*** Opening Record extracts ***

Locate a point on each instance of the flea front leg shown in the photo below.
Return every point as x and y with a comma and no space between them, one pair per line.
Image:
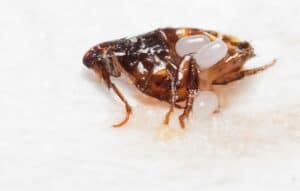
127,106
192,88
110,84
182,70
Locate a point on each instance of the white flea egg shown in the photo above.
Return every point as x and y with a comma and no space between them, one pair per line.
191,44
205,103
211,54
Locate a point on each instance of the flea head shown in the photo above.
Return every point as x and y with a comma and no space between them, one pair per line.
91,57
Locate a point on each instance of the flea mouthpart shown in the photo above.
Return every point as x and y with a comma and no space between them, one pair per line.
205,104
191,44
211,54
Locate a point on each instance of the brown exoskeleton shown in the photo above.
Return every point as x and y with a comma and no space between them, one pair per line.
153,64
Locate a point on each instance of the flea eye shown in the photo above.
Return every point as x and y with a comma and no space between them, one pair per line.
211,54
191,44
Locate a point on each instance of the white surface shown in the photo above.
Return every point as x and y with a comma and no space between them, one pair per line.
55,116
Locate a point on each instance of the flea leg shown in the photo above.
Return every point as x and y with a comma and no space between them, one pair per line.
227,78
109,84
188,108
192,88
172,101
127,106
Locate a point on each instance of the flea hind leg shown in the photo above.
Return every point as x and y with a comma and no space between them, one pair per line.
227,78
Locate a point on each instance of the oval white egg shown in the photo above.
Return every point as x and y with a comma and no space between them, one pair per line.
191,44
211,54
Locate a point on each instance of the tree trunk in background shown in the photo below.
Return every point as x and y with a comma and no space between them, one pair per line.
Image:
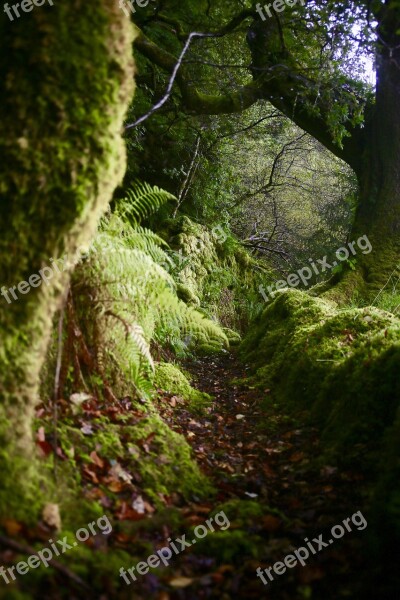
378,213
66,79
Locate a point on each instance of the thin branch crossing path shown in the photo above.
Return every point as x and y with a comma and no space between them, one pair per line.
263,465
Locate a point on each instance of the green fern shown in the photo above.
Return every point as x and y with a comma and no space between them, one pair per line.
141,201
133,297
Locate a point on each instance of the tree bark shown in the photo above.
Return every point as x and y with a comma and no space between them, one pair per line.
378,213
66,78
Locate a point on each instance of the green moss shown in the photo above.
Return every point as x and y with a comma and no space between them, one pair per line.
65,155
234,337
229,546
341,365
166,465
209,349
171,379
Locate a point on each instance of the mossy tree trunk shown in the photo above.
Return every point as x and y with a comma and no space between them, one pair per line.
378,213
66,79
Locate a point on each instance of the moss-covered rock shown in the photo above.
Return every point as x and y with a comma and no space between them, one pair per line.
341,365
164,466
215,271
171,379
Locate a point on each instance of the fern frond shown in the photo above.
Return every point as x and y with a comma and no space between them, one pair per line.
142,200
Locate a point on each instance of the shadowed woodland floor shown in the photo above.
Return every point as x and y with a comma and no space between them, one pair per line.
262,465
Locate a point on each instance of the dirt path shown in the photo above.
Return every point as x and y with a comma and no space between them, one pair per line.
257,456
269,494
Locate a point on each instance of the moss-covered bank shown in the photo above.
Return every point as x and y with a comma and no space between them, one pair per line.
60,67
342,367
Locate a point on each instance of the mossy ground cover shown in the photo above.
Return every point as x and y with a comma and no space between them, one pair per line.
341,366
158,472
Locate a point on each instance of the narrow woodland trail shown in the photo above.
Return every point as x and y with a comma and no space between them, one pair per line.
256,455
267,486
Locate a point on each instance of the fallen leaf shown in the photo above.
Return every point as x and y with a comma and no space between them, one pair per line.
51,516
181,582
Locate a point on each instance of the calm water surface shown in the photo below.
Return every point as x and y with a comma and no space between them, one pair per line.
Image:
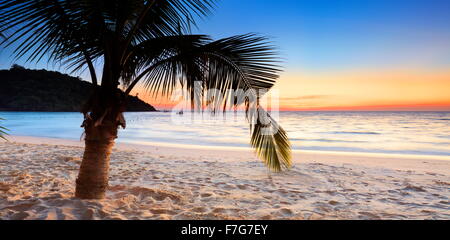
423,133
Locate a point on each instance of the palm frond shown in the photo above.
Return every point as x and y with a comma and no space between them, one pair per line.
245,62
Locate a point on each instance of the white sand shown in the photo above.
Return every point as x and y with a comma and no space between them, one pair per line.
37,179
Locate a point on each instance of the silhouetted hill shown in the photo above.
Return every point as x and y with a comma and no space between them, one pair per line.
47,91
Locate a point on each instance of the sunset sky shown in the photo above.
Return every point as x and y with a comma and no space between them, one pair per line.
344,54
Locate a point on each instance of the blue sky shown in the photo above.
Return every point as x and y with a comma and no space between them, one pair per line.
355,53
323,35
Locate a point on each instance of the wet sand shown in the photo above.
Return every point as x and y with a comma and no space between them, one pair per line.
37,178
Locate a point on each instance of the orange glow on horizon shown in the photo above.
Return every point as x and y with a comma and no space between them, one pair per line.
384,90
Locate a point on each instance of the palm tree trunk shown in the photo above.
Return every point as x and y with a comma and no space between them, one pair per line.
93,176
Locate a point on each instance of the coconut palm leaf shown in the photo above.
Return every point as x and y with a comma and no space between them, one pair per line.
3,131
148,41
245,62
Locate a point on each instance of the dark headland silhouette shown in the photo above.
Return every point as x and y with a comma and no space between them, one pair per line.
48,91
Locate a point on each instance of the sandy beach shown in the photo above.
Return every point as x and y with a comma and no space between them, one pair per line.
37,177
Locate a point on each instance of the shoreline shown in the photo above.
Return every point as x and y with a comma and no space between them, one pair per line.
403,161
37,179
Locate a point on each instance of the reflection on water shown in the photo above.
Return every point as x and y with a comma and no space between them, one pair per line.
387,132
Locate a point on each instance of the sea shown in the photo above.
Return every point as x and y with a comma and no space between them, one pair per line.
417,133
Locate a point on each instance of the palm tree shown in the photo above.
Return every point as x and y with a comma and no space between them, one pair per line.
148,42
3,131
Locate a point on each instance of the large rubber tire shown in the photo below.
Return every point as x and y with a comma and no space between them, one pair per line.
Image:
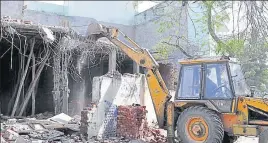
263,137
215,127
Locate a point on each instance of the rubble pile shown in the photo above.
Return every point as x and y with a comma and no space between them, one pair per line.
131,122
59,128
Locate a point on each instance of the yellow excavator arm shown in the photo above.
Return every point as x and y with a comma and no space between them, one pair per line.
157,87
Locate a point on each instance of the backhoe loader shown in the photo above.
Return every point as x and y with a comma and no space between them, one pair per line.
212,103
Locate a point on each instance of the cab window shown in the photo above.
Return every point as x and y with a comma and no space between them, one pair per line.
217,81
189,87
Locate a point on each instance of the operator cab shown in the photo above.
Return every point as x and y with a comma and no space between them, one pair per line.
216,79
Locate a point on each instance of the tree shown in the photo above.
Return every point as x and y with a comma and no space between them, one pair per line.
246,41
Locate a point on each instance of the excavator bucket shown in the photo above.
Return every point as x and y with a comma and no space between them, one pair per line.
96,29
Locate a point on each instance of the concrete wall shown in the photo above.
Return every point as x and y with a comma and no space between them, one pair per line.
146,28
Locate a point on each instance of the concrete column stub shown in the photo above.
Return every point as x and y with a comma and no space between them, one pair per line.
136,67
112,60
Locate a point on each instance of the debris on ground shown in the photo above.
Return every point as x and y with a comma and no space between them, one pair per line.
52,129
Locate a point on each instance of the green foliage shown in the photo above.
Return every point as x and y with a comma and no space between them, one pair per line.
163,50
231,47
252,56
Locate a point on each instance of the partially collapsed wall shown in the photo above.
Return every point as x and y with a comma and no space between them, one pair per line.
31,50
109,92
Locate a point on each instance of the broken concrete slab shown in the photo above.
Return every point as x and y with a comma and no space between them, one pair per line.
3,140
61,118
10,135
21,140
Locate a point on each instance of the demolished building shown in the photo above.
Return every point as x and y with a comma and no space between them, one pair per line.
57,64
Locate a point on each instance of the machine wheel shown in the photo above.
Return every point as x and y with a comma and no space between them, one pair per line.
263,137
199,124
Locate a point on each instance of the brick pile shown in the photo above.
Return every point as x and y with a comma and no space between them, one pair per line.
155,136
85,119
131,122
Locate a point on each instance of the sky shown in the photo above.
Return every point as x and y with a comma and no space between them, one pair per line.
142,6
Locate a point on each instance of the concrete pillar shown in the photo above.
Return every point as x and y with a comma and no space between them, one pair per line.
112,60
101,67
136,67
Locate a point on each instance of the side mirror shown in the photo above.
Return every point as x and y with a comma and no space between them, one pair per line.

*** Closing Record extracts ***

Problem details: Repeat only what lies between the start of the data and the end of the line containing "Locate a point on each instance of the brown", exactly, with pictures left out.

Response to this exercise:
Locate a point on each instance of the flea front leg shown in the photo below.
Return every point as x and y with a comma and no space between them, one pair per line.
Image:
127,106
192,88
110,84
182,70
Locate a point on each instance of the white flea egg shown in the photo above.
Return every point as x and y with a comma and no space between them, one pair per line.
191,44
205,103
211,54
Locate a point on each instance of the flea head shown in the photo above.
Return every point as x and y with a comma and no space between them, one pair per line.
91,57
Locate a point on each instance of the flea mouthpart shown in the photo above.
Return every point as x and y with a comma and no space between them, one pair per line.
205,104
191,44
211,54
Locate a point on each instance of the brown exoskeleton shown in the photo above.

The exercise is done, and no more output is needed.